━━ GIVEN DATA ━━
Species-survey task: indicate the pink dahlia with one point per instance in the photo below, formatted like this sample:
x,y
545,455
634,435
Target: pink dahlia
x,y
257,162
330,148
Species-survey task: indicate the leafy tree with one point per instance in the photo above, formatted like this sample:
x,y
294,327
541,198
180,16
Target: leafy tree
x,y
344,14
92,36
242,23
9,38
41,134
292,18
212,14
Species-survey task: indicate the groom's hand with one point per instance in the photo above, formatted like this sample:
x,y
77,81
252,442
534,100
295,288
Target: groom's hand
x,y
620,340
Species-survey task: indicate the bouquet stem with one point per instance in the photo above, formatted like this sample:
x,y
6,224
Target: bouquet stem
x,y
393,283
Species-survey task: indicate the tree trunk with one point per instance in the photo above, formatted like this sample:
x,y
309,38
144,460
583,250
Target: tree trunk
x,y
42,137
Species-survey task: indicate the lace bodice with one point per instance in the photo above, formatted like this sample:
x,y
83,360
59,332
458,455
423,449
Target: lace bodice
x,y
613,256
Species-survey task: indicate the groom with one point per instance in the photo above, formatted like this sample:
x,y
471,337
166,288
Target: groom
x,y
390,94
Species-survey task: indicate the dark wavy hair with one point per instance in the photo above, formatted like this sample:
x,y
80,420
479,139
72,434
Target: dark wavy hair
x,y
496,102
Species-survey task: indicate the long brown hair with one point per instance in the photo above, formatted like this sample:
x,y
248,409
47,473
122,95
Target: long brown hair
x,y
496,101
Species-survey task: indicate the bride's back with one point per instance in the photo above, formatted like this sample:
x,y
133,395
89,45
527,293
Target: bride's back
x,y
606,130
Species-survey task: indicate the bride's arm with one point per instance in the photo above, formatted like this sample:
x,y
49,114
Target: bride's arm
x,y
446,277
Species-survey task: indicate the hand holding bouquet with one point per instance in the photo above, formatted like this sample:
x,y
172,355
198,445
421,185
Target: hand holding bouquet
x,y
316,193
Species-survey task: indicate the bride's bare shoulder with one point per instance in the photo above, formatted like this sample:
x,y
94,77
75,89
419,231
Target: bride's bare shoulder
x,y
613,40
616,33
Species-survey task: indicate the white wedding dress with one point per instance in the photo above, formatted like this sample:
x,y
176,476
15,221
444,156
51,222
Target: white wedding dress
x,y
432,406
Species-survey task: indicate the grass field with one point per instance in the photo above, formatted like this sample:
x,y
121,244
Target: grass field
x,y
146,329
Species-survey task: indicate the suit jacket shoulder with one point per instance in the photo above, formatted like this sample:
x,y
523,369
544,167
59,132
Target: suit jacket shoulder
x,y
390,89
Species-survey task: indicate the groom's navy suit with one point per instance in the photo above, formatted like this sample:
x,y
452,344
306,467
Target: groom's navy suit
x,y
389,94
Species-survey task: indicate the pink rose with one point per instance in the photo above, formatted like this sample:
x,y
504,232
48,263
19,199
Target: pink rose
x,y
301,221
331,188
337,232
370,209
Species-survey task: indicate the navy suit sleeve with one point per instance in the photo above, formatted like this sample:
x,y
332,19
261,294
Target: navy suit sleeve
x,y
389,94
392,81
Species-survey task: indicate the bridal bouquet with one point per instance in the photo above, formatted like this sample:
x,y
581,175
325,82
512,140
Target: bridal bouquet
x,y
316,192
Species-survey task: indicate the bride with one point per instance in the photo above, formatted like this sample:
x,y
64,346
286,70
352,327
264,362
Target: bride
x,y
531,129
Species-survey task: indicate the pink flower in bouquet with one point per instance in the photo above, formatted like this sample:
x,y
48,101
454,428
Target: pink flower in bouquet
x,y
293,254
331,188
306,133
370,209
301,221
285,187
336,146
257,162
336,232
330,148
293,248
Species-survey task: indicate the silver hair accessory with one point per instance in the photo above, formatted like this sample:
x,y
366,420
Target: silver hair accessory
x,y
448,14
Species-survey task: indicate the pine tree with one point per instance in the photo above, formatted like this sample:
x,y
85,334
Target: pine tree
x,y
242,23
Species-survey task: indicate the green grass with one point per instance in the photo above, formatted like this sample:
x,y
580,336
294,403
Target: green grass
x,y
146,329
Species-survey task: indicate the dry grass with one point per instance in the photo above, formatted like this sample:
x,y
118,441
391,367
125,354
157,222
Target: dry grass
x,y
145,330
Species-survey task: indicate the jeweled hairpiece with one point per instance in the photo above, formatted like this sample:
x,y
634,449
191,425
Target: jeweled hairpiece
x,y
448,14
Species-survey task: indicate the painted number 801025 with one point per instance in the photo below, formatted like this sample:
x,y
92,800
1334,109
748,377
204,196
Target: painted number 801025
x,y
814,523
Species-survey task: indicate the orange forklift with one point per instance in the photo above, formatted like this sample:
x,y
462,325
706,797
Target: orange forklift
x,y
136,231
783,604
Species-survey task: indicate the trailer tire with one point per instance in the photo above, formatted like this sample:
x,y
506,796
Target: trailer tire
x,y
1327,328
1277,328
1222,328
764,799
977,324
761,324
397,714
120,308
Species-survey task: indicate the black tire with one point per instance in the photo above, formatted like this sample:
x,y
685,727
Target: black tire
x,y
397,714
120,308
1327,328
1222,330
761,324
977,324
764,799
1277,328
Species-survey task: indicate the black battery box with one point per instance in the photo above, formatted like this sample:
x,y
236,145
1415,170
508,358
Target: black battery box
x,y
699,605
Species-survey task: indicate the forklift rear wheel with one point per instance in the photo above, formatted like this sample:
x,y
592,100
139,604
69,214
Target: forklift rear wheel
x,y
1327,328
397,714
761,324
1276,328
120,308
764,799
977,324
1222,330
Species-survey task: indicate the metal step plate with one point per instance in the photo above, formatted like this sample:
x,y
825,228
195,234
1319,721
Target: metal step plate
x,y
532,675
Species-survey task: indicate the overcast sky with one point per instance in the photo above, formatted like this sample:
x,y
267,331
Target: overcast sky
━━━
→ DO THIS
Go through the records above and set each one down exactly, please.

→ PROBLEM SOLUTION
Species-survey task: indicate the pink dahlia with one point per instance in the photo below, formatted like this sample:
x,y
545,455
634,435
Target: pink dahlia
x,y
257,162
330,148
Species-survey task: indicate the leafy tree with one point per instance in the photo above, formatted like this sample:
x,y
294,327
541,198
180,16
Target: leafy tree
x,y
344,14
92,36
242,23
9,38
41,134
292,18
212,14
Species-survey task: indicate the groom's hand with one point per instance in the photo above, formatted like this sample:
x,y
77,81
252,442
534,100
295,288
Target: groom's hand
x,y
620,340
Species-survey task: indicate the bouquet stem with one point per instance in the photo above, formatted like this sample:
x,y
6,224
Target: bouquet stem
x,y
393,283
Species-survey task: indicate the tree trunk with one point per instance in the photo above, formatted like this sample:
x,y
309,38
144,460
583,250
Target: tree trunk
x,y
42,137
Species-survey task: indicate the lace bodice with one point per instance in the photo above, formatted like this sample:
x,y
83,360
59,332
458,455
423,449
Target: lace bodice
x,y
613,256
Species-survey task: indicate the groom with one point per instance in the photo above, formatted like this sample:
x,y
471,337
166,288
Target: groom
x,y
390,94
Species-survey task: indicate the dark wavy hair with one point per instance in the photo above, formatted like this sample:
x,y
80,420
479,139
72,434
Target: dark wavy hair
x,y
496,102
Species-survey task: indicate the long brown hair with one point per instance in the photo above, formatted like this sample:
x,y
248,409
47,473
122,95
Target: long brown hair
x,y
496,101
Species-survey task: indicate the bride's back with one point per instance in the photo above, formatted like this sample:
x,y
133,395
89,45
527,293
Target: bride's back
x,y
606,130
Species-survey task: indicate the bride's arm with one point per instance in the photo above, formatted like this sample:
x,y
49,114
Target: bride's arm
x,y
446,277
Species-survey task: indicate the hand holding bouquet with one point per instance in the photo above, formatted like this sample:
x,y
172,355
198,445
421,185
Target: hand holding bouquet
x,y
316,193
Species-survey task: indicate the bride's bare shoulder with one point per instance in the photo above, formatted like this sample:
x,y
94,77
75,89
419,231
Target: bride's bare shoulder
x,y
613,40
616,33
Species-survey task: indicate the white wedding dress with one point per instance in the photo above, formatted like this sample:
x,y
176,476
15,221
444,156
51,222
Target: white wedding dress
x,y
432,406
Species-survey task: indicate the grass field with one point per instance in the photo above, formatted like this sample:
x,y
121,244
Target: grass field
x,y
146,329
Species-survey task: indicate the suit jacket shoulder with one point per instance in the photo above, formatted like this sample:
x,y
523,369
544,167
59,132
Target: suit jacket shoulder
x,y
390,89
Species-survey task: indicate the groom's navy suit with one point per instance in the photo above, formatted like this sample:
x,y
452,344
306,467
Target: groom's navy suit
x,y
389,94
Species-survey task: indicate the pink rose with one point per instance in the photo above, formatted like this sample:
x,y
504,232
48,263
19,199
Target: pink rose
x,y
301,221
331,188
337,232
370,209
Species-survey task: indicate the navy suit sleeve with one point per instance in the photo above, formatted like this sample:
x,y
332,19
261,294
Target: navy suit sleeve
x,y
389,94
392,81
Species-survey task: indicate the bridal bouquet with one point per instance in the photo above, formatted like this sample:
x,y
581,175
325,82
512,140
Target: bridal bouquet
x,y
316,192
Species-survey task: indicate the bride with one point per instance in the photo above, formatted like this sample:
x,y
64,346
286,70
352,327
264,362
Target: bride
x,y
531,129
Species-survey task: indicate the pink flower in bouquet with one point per instance in the photo above, formatted like this sample:
x,y
48,101
454,428
Target: pink flower in bouquet
x,y
293,254
331,188
306,133
370,209
301,221
285,187
336,146
257,162
336,232
330,148
293,248
Species-survey task: indicate the silver hair accessory with one point per instance in the photo above, formatted like this sample:
x,y
366,420
Target: silver hair accessory
x,y
448,14
Species-survey task: indicate the pine tree with one point per instance in the photo above, formatted like this sample:
x,y
85,334
Target: pine tree
x,y
242,23
Species-survey task: indicate the green grass with one point per instance in the photo above, formatted like this sample:
x,y
580,336
294,403
Target: green grass
x,y
146,329
Species-survey task: indicate the dry grass with one point per instance in the photo above, formatted like this sample:
x,y
118,441
391,367
125,354
157,222
Target: dry grass
x,y
145,330
Species-survey task: indicate the jeweled hairpiece with one point per instance in the photo above, formatted like this sample:
x,y
634,449
191,425
Target: jeweled hairpiece
x,y
448,14
Species-survey task: indicate the painted number 801025 with one point per instance in the photo below, formatted like this sample:
x,y
92,800
1334,109
748,377
204,196
Target: painted number 801025
x,y
814,523
Species-survey task: indicate the orange forklift with one point per instance in the photo above, formatted like this sample:
x,y
462,325
706,797
Target: orange forklift
x,y
136,231
783,604
Species-survey task: indicate the trailer tire with one point per instance in the photo above, formatted like this sample:
x,y
506,796
Target: trailer tire
x,y
1327,328
1277,328
1222,328
764,799
977,324
761,324
397,714
120,308
Species-survey task: indicate the black tire with one point per instance in the photo above, formatted like this sample:
x,y
685,727
Target: black tire
x,y
397,714
120,308
1327,328
1222,330
761,324
977,324
764,799
1277,328
Species-survey task: indicate the black battery box with one point per instance in the photo above, formatted like this sample:
x,y
236,145
1415,170
508,358
Target: black battery box
x,y
699,605
Species-survey task: indicate the forklift rear wheel with one point per instance in the photo above, formatted like this sample:
x,y
592,100
139,604
69,214
Target: forklift rear wheel
x,y
1327,328
397,714
761,324
1276,328
120,308
764,799
977,324
1222,330
Species-survey task: indicate the metal step plate with one point per instance in the photo above, formatted like this sample:
x,y
825,228
195,234
1319,721
Target: metal step plate
x,y
532,675
Species-survey task: indicate the overcast sky with one point per instance in the photo above, formatted like this sample:
x,y
267,331
Target: overcast sky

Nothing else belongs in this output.